Vuoto frontale di Sabrina Amadori (Capire edizioni collana Cartacanta) è un libro molto delicato, che si offre in punta di piedi senza far troppo rumore. Devo dire che, la Amadori utilizza una scrittura piana, “onesta” e lineare. Lo schianto verso il vuoto è una ferita in cui il dolore sembra leggero, un’offerta votiva fatta ai lettori con discrezione, non per “pietire” o per captatio, ma simbolicamente pura.
Il vuoto è davanti, il silenzio, l’inverno e i corpi lo avvolgono, lo aggirano, lo concupiscono per violarlo, nel tentativo, poetico, di riempire attraverso crepe, quel niente che ci accomuna. Lavorando ancora per l’eliminazione di certi stereotipi, pur se affrontati qui in maniera efficace, la Amadori potrà riservare nel futuro molte sorprese di altissimo livello.
Tutto occupa una posizione
anche la sera che si ricompone
nel silenzio degli oggetti.

Dati grezzi

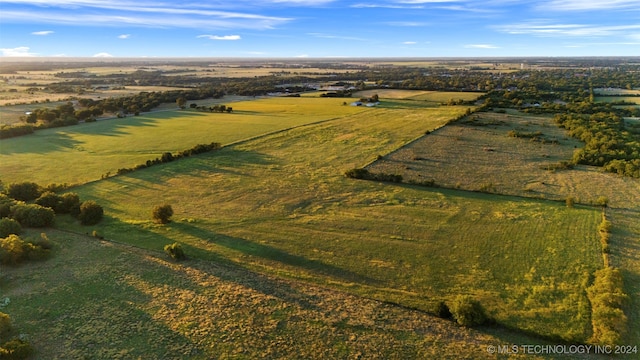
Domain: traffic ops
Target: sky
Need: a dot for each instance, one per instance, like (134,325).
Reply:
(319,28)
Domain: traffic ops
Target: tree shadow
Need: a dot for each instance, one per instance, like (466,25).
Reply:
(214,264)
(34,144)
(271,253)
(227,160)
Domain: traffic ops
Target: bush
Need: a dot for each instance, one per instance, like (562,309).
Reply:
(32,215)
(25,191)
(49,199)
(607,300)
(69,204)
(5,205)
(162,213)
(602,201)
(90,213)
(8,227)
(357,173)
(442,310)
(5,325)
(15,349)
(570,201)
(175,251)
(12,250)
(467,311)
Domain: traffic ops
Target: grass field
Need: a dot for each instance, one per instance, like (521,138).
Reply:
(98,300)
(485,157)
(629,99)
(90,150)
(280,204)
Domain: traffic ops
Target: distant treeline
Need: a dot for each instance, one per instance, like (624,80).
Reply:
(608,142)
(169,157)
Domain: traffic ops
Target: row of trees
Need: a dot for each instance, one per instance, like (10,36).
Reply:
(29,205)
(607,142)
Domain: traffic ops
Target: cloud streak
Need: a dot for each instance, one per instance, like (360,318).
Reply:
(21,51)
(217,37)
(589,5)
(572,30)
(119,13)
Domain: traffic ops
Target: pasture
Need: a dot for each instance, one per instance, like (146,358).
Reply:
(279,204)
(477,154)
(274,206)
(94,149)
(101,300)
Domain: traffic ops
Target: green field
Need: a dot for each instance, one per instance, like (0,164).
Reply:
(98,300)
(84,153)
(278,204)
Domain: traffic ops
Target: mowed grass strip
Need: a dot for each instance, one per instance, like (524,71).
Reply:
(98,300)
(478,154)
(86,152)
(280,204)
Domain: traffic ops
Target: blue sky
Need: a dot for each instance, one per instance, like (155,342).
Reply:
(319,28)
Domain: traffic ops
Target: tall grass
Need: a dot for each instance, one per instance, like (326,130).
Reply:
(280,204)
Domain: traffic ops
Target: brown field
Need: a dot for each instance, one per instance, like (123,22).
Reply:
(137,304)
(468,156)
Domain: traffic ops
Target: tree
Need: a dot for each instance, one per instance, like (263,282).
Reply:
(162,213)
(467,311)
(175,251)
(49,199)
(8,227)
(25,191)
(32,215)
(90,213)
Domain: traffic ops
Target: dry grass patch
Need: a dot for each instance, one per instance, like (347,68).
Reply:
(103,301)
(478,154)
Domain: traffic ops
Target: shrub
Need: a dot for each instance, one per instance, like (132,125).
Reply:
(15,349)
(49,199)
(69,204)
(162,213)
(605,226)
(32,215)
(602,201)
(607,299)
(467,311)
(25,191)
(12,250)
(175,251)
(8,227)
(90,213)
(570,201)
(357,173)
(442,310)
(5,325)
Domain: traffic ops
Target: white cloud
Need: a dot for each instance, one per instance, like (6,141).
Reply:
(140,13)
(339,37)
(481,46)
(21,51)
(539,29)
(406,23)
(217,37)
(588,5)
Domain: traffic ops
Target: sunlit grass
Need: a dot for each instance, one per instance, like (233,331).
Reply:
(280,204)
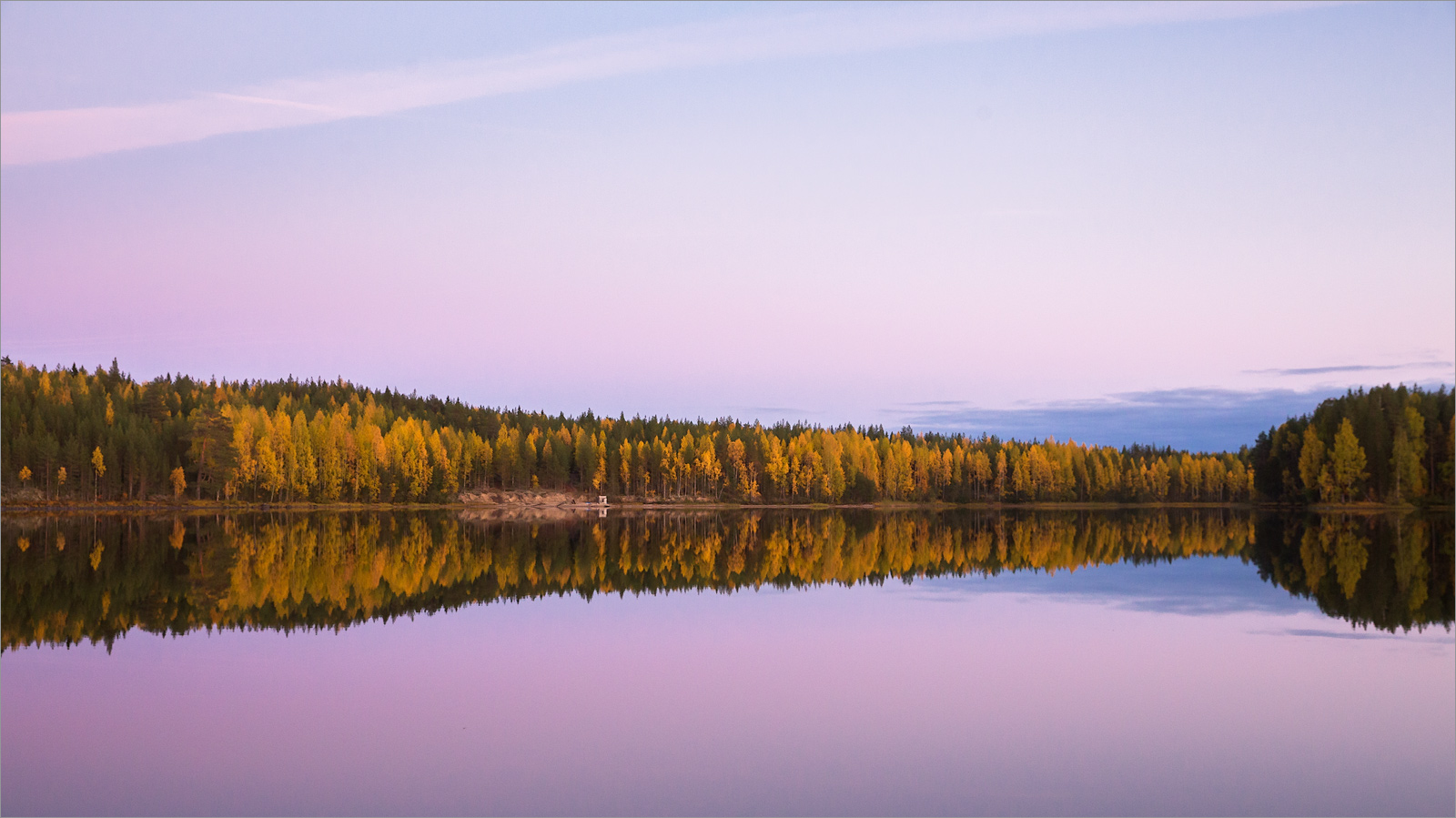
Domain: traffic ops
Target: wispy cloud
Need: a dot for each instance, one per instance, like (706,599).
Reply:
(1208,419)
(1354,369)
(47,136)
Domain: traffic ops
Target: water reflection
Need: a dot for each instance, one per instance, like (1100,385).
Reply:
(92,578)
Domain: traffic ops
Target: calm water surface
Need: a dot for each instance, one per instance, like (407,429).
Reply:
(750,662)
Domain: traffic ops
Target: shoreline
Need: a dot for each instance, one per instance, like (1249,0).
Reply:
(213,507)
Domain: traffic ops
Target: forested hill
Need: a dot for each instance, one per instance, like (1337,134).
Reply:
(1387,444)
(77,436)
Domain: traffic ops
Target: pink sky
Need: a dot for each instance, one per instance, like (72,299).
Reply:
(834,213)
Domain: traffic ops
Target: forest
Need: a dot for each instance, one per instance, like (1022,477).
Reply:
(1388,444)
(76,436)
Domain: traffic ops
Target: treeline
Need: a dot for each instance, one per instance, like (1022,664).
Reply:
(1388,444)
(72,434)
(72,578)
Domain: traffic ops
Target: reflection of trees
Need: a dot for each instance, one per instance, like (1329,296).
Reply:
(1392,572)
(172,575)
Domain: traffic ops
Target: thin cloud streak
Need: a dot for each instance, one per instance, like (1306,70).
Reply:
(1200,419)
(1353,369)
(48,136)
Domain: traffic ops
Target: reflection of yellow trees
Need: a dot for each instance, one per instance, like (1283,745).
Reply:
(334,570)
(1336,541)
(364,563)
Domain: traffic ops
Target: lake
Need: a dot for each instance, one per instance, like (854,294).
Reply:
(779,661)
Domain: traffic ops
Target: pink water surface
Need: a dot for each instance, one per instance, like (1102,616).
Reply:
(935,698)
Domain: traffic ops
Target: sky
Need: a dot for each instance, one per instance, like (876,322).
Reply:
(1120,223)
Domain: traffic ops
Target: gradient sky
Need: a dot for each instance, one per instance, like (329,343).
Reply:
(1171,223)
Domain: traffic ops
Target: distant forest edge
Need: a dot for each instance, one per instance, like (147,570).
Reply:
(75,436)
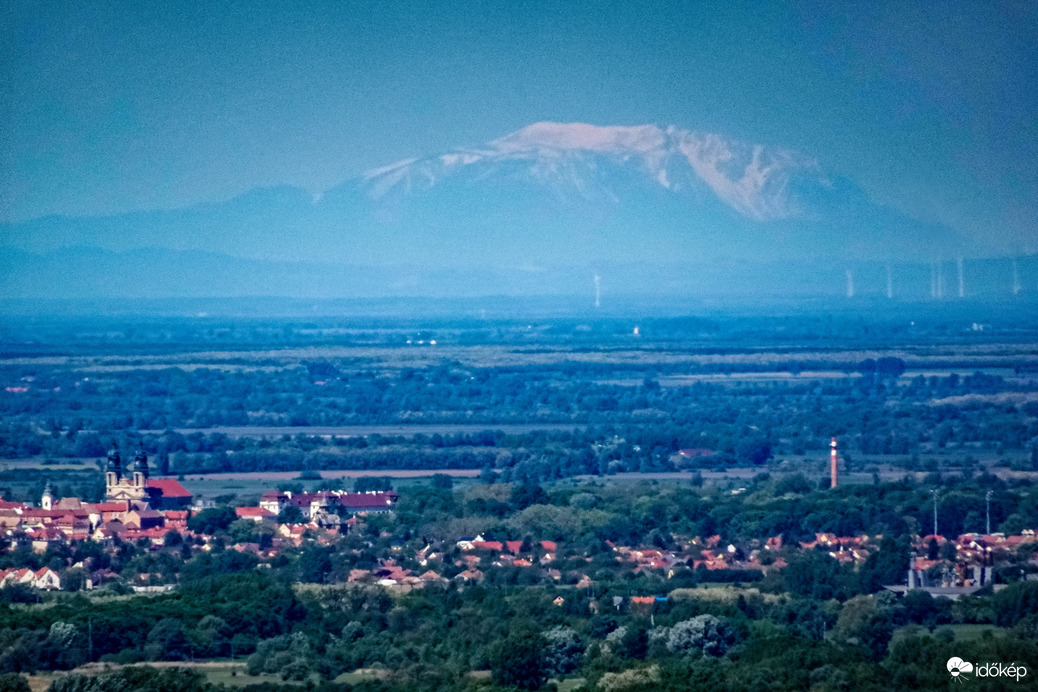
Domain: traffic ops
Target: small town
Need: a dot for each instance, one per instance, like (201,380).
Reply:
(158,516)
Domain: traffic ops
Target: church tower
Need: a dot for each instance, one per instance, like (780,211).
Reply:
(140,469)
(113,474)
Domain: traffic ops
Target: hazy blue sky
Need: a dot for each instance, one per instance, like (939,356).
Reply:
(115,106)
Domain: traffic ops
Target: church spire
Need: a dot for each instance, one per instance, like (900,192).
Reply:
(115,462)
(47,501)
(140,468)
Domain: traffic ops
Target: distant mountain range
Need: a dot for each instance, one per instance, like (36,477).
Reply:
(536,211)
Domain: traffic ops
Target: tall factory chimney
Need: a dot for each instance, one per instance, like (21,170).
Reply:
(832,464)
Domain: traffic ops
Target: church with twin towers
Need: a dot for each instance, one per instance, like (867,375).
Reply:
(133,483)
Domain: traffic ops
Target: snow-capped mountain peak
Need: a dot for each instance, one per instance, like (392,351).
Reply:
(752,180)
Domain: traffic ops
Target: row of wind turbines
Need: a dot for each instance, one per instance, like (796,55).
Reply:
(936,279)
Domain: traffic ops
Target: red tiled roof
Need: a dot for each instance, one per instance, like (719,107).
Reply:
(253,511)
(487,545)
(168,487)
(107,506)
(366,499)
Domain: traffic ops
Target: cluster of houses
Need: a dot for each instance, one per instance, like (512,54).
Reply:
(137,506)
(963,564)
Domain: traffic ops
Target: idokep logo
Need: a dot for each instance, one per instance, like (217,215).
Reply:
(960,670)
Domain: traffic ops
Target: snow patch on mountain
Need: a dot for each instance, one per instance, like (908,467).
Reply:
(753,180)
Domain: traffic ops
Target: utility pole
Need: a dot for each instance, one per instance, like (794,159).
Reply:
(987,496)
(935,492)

Compito richiesto 1
Riproduci tutta la parte della recensione che va da "Vuoto frontale di" giù fino a "silenzio degli oggetti.", senza tralasciare nulla.
Compito richiesto 2
Nella recensione di Vuoto frontale, con quale scopo i corpi avvolgono, aggirano e concupiscono il vuoto?
Per svolgere l'esercizio il materiale non serve.

Risposta all'esercizio 1
Vuoto frontale di Sabrina Amadori (Capire edizioni collana Cartacanta) è un libro molto delicato, che si offre in punta di piedi senza far troppo rumore. Devo dire che, la Amadori utilizza una scrittura piana, “onesta” e lineare. Lo schianto verso il vuoto è una ferita in cui il dolore sembra leggero, un’offerta votiva fatta ai lettori con discrezione, non per “pietire” o per captatio, ma simbolicamente pura.
Il vuoto è davanti, il silenzio, l’inverno e i corpi lo avvolgono, lo aggirano, lo concupiscono per violarlo, nel tentativo, poetico, di riempire attraverso crepe, quel niente che ci accomuna. Lavorando ancora per l’eliminazione di certi stereotipi, pur se affrontati qui in maniera efficace, la Amadori potrà riservare nel futuro molte sorprese di altissimo livello.
Tutto occupa una posizione
anche la sera che si ricompone
nel silenzio degli oggetti.

Risposta all'esercizio 2
Lo fanno per violarlo, nel tentativo, definito poetico, di riempire attraverso crepe quel niente che ci accomuna.